◆ **The problem**
Every record should be repeated exactly, except that pictures are left out.
## Begin Task material
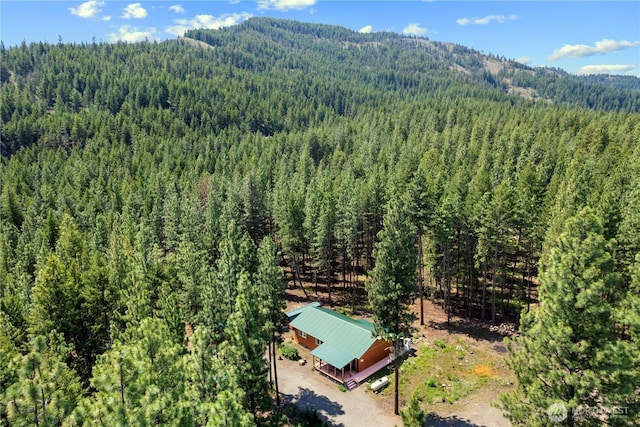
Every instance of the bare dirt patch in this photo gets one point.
(479, 359)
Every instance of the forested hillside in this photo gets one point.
(149, 190)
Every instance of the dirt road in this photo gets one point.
(309, 389)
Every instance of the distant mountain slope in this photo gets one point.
(393, 61)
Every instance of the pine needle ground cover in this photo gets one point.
(442, 372)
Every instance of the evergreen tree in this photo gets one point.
(571, 352)
(271, 288)
(392, 288)
(46, 390)
(245, 346)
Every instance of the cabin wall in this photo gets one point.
(308, 342)
(378, 351)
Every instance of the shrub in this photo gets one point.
(289, 352)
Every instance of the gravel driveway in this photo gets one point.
(309, 389)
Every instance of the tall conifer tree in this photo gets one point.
(571, 356)
(393, 286)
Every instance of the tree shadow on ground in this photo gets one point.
(434, 420)
(308, 399)
(475, 330)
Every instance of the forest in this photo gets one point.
(157, 198)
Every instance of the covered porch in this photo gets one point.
(348, 374)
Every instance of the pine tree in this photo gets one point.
(571, 355)
(271, 287)
(245, 346)
(392, 288)
(46, 390)
(139, 381)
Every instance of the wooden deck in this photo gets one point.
(351, 377)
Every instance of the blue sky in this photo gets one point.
(581, 37)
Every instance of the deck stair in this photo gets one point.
(350, 384)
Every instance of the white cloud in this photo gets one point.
(606, 69)
(177, 8)
(524, 60)
(134, 11)
(87, 9)
(581, 50)
(127, 33)
(206, 21)
(285, 4)
(366, 29)
(414, 30)
(486, 20)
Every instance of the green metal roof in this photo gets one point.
(343, 339)
(333, 355)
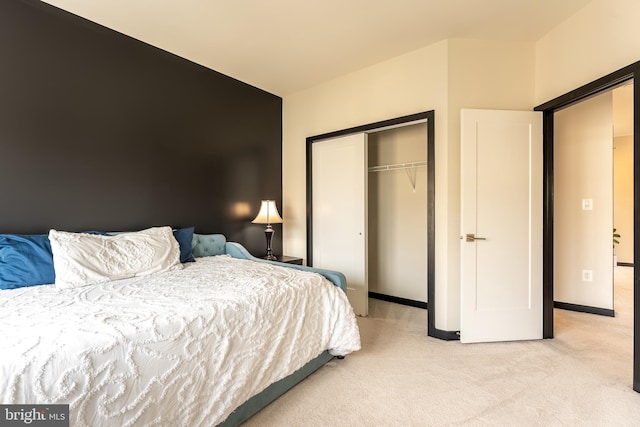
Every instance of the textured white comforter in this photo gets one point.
(182, 348)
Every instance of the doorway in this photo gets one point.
(629, 73)
(427, 117)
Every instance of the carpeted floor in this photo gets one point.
(401, 377)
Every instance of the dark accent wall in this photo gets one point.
(101, 131)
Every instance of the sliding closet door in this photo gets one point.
(339, 212)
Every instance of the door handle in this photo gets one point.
(473, 238)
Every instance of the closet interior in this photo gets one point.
(397, 214)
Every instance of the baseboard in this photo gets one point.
(398, 300)
(584, 309)
(444, 335)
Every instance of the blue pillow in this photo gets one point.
(184, 236)
(25, 260)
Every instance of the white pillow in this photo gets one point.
(81, 259)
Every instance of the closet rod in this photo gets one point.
(397, 166)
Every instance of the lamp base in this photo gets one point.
(268, 233)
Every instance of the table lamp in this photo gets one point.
(268, 214)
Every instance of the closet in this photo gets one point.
(397, 212)
(368, 210)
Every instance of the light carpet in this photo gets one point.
(401, 377)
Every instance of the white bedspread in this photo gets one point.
(181, 348)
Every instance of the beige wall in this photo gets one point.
(583, 170)
(499, 73)
(623, 196)
(601, 38)
(397, 223)
(447, 76)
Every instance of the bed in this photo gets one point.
(207, 340)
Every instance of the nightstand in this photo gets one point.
(289, 259)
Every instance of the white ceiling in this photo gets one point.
(283, 46)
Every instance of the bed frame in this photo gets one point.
(216, 244)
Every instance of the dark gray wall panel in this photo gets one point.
(101, 131)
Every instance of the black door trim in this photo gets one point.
(631, 72)
(429, 118)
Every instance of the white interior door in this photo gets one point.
(501, 244)
(339, 209)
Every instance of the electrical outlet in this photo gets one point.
(587, 204)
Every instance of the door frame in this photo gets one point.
(427, 117)
(630, 72)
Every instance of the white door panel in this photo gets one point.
(339, 199)
(501, 203)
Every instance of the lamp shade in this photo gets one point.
(268, 213)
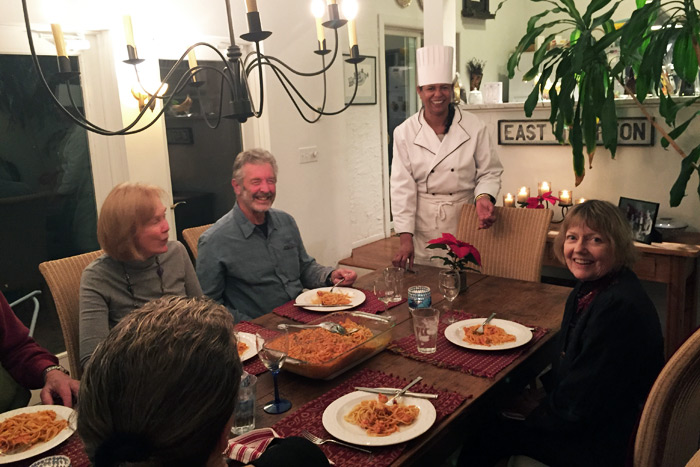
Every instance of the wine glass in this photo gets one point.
(448, 281)
(273, 353)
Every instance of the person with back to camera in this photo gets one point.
(160, 390)
(442, 158)
(610, 351)
(139, 263)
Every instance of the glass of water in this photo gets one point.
(273, 353)
(448, 281)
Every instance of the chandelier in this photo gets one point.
(234, 72)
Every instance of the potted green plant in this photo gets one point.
(583, 67)
(475, 69)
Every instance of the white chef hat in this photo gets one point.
(434, 64)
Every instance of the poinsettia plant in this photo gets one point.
(459, 253)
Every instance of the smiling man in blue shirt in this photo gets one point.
(253, 259)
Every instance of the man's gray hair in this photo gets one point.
(252, 156)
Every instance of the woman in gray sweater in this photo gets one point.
(140, 263)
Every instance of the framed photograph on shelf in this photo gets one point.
(641, 215)
(366, 79)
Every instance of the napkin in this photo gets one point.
(250, 446)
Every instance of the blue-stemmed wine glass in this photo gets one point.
(273, 353)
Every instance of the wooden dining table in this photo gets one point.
(530, 303)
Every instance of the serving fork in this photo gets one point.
(316, 440)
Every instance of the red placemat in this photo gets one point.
(309, 417)
(449, 355)
(371, 305)
(73, 448)
(254, 366)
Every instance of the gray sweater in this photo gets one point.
(104, 292)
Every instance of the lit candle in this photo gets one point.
(251, 5)
(192, 60)
(508, 201)
(58, 39)
(129, 31)
(565, 198)
(523, 194)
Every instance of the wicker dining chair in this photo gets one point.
(63, 278)
(191, 237)
(669, 430)
(513, 246)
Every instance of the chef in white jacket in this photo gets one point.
(443, 158)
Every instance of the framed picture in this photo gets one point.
(366, 79)
(641, 215)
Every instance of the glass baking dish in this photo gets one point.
(333, 365)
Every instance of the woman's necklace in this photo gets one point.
(130, 286)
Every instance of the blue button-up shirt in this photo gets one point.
(251, 274)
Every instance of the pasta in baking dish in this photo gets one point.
(23, 431)
(493, 335)
(379, 419)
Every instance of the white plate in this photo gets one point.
(522, 334)
(249, 339)
(356, 298)
(336, 425)
(61, 411)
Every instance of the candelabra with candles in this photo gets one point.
(234, 74)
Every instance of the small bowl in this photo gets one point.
(53, 461)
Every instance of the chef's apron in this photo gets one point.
(436, 214)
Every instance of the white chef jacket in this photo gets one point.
(432, 179)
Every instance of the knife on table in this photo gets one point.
(418, 395)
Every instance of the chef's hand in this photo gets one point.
(348, 274)
(485, 211)
(404, 257)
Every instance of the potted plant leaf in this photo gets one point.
(583, 67)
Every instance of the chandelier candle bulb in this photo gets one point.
(508, 201)
(523, 194)
(59, 40)
(251, 5)
(129, 31)
(565, 198)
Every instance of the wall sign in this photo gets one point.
(637, 131)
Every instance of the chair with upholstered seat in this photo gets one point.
(191, 237)
(669, 430)
(63, 278)
(513, 247)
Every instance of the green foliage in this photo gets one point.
(583, 67)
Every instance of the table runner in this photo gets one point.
(371, 305)
(309, 417)
(73, 448)
(448, 355)
(254, 366)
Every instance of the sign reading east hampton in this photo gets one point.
(637, 131)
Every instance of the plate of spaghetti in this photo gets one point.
(363, 418)
(29, 431)
(246, 345)
(322, 299)
(501, 334)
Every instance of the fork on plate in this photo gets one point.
(316, 440)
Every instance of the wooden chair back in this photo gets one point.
(191, 237)
(63, 278)
(513, 247)
(669, 430)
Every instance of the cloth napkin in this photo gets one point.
(371, 305)
(448, 355)
(250, 446)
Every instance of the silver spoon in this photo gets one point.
(480, 329)
(327, 325)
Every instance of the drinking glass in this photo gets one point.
(448, 281)
(273, 353)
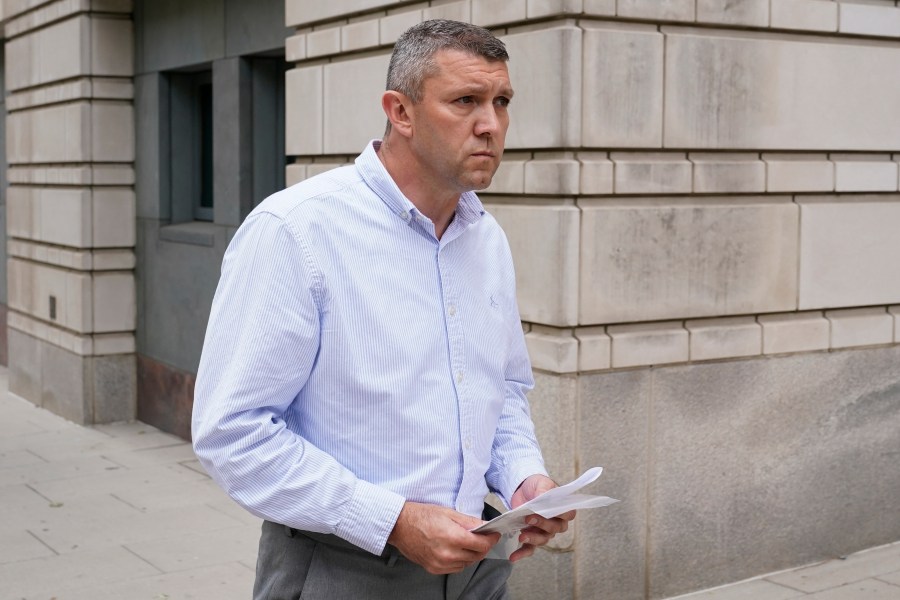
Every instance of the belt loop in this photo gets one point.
(393, 555)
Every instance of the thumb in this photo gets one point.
(467, 521)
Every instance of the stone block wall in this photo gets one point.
(703, 199)
(70, 204)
## End Task material
◆ **The completed task**
Every instance of the bare dirt patch in this photo gets one point.
(479, 359)
Every instance of the forested hillside in this photo gets one point.
(149, 190)
Every instance of the dirt road in this photo gets one point.
(309, 389)
Every instance of the distant mountain slope in this photo gets one point.
(393, 61)
Every instance of the pine needle ground cover in this photo gets one point.
(442, 372)
Every instance of the evergreen tree in this photo gets one point.
(571, 352)
(271, 288)
(392, 288)
(46, 390)
(245, 346)
Every instance of the cabin wall in this photo gets one point.
(308, 342)
(378, 351)
Every instance of the shrub in this photo gets one point.
(289, 352)
Every instance of the gravel driveway in this photo gets one point.
(309, 389)
Every instance of the tall conifer tree in this photo gets one point.
(571, 356)
(393, 286)
Every instance of the tree shadow on ground in this photo gets one point.
(434, 420)
(308, 399)
(475, 330)
Every instance of the forest in this photo gets one point.
(157, 198)
Every instance of the covered porch in this photo gets one point.
(348, 374)
Every instance of the pine tree in this photo gets one point.
(571, 355)
(271, 287)
(245, 346)
(392, 288)
(46, 390)
(139, 381)
Every instance of the wooden deck in this photo gets one point.
(351, 377)
Every instance of the blue sky in this photo gets one point.
(581, 37)
Every instance of the deck stair in this photo gets one point.
(350, 384)
Every instance of the white cloud in this photo gets one point.
(606, 69)
(177, 8)
(524, 60)
(134, 11)
(87, 9)
(581, 50)
(127, 33)
(206, 21)
(285, 4)
(366, 29)
(414, 30)
(486, 20)
Every instance of the green metal roof in this photo gets one point.
(343, 339)
(333, 355)
Every instance of the textured white comforter in this photo gets one point.
(182, 348)
Every instance of the doorway in this photo gets one point.
(629, 73)
(427, 117)
Every instance of the carpeted floor in this photo gets one point.
(401, 377)
Every instance of the dark accent wall in this photo gets one point.
(101, 131)
Every instance of the sliding closet door in this photo gets one point.
(339, 212)
Every instance of the door handle in this photo gets one point.
(473, 238)
Every instance of the closet interior in this photo gets one point.
(397, 214)
Every instance of the baseboard in this photo gets one point.
(398, 300)
(584, 309)
(444, 335)
Every instance of the blue pillow in this photo gets one point.
(184, 236)
(25, 260)
Every instance of the white pillow in this photo gets one point.
(81, 259)
Every instance of the closet rod in this photo gets one point.
(397, 166)
Every instance of the lamp base in this photo gets one point.
(268, 233)
Every instance of the table lamp in this photo gets one point.
(268, 214)
Every instance of the closet in this photo gets one point.
(397, 212)
(368, 210)
Every instance of the light carpet in this photo gets one point.
(401, 377)
Every instance of the white bedspread in this photo gets one point.
(181, 348)
Every instance of the beige wall in this photo gets one point.
(583, 170)
(499, 73)
(623, 196)
(601, 38)
(397, 223)
(447, 76)
Every instance of the bed in this photo gets one point.
(207, 340)
Every instance of the nightstand in this photo gets one point.
(289, 259)
Every instance of the white ceiling in this photo gets one point.
(283, 46)
Every instance of the bed frame in this photo gets one point.
(216, 244)
Every instance of the dark gray wall panel in this photo gets one point.
(101, 131)
Every instance of the black door trim in this photo gets one point.
(631, 72)
(429, 118)
Every instance of the white interior door in this photo gets one point.
(501, 244)
(339, 209)
Every instance of the electrical outlet in this photo gets one point.
(587, 204)
Every instance of the door frame in this photo gets one point.
(427, 117)
(630, 72)
Every instance of the white door panel in this photo gets one point.
(339, 199)
(501, 203)
Every instance of the lamp shade in this photo gets one point.
(268, 213)
Every instance of the wine glass in this photo gets one point.
(448, 281)
(273, 353)
Every instance of the person with back to camera in this photo gets one point.
(160, 390)
(442, 158)
(610, 351)
(139, 263)
Every instance of the glass of water in this photo gets one point.
(273, 353)
(448, 281)
Every instance of the chandelier in this photo gets one point.
(234, 72)
Every instance of the potted green plant in this photo gets one point.
(583, 67)
(475, 69)
Every instance of the white chef hat in this photo gets one point.
(434, 64)
Every instance of the poinsettia plant in this photo gets one point.
(459, 253)
Every instance of the smiling man in blue shirt in this photo gets one point.
(253, 259)
Every instance of the man's gray hair in this photo gets one point.
(252, 156)
Every instance of the woman in gray sweater in this photo gets one point.
(140, 263)
Every instance of the framed photograph on shelf in this photo gets one point.
(641, 215)
(366, 79)
Every instance of the napkin in this photo gets one point.
(250, 446)
Every instance of the blue-stemmed wine glass in this photo gets one point.
(273, 353)
Every instance of the wooden dining table in this photo gets one point.
(530, 303)
Every instance of the serving fork in this photo gets one point.
(316, 440)
Every instance of the red placemat in this photo gets one point.
(309, 417)
(449, 355)
(371, 305)
(73, 448)
(254, 366)
Every instance of the gray sweater in this photo gets one point.
(104, 292)
Every instance of the lit candle in this photo gets one point.
(251, 5)
(192, 60)
(508, 201)
(58, 39)
(129, 31)
(565, 198)
(523, 194)
Every instance of the wicker dining chair in this photo gets one point.
(63, 278)
(191, 237)
(669, 430)
(513, 246)
Every instance of the chef in white jacket in this photo gets one point.
(443, 158)
Every instance of the framed picture in this photo gets one point.
(366, 79)
(641, 215)
Every instance of the glass baking dish in this photo gets one point.
(333, 365)
Every instance of the woman's necklace in this photo gets one point.
(130, 286)
Every instance of the blue button-up shirt in this photo gets one point.
(251, 274)
Every instance of the pasta in baking dish in this photo gets one point.
(23, 431)
(493, 335)
(379, 419)
Every instance of the white plate in this photo gets one point.
(522, 334)
(249, 339)
(356, 298)
(336, 425)
(61, 411)
Every instance of the candelabra with candles in this photo gets one point.
(234, 74)
Every instance of the small bowl in this photo gets one point.
(53, 461)
Every instance of the chef's apron in this photo gets one point.
(436, 214)
Every instance of the white chef jacket in this photo gets one point.
(432, 179)
Every instance of the knife on table in this photo gets one point.
(418, 395)
Every instance of the chef's hand in this photo gets one point.
(348, 274)
(485, 211)
(404, 257)
Every instance of the potted plant leaf in this photo gets one point.
(583, 67)
Every instance of the chandelier candle bulb in this photo gets one point.
(508, 201)
(523, 194)
(59, 40)
(251, 5)
(129, 31)
(565, 198)
Every instance of the wall sign in this photo gets one point.
(637, 131)
Every instance of the chair with upholstered seat in this photo gets one point.
(191, 237)
(669, 430)
(63, 278)
(513, 247)
Every instance of the green foliage in this photo gets one point.
(583, 67)
Every instance of the table runner in this photo gets one point.
(371, 305)
(309, 417)
(73, 448)
(448, 355)
(254, 366)
Every instance of the sign reading east hampton in this photo gets one point.
(637, 131)
Every instance of the plate of spaghetti in this photo gets one point.
(363, 418)
(29, 431)
(246, 345)
(322, 299)
(501, 334)
Every instance of the fork on plate in this photo gets one point.
(316, 440)
Every instance of the wooden chair back in this photo gets one point.
(191, 237)
(63, 278)
(513, 247)
(669, 430)
Every instance of the cloth napkin in this photo gets one point.
(371, 305)
(448, 355)
(250, 446)
Every instance of the silver spoon in this photo gets one point.
(480, 329)
(327, 325)
Every instance of the drinking glass in this photo gets one point.
(448, 281)
(273, 353)
Every instance of the belt loop in this photo gets one point.
(393, 555)
Every instance of the thumb in this photo gets one point.
(467, 521)
Every instance of the stone block wall in this photo gets one point.
(703, 199)
(70, 204)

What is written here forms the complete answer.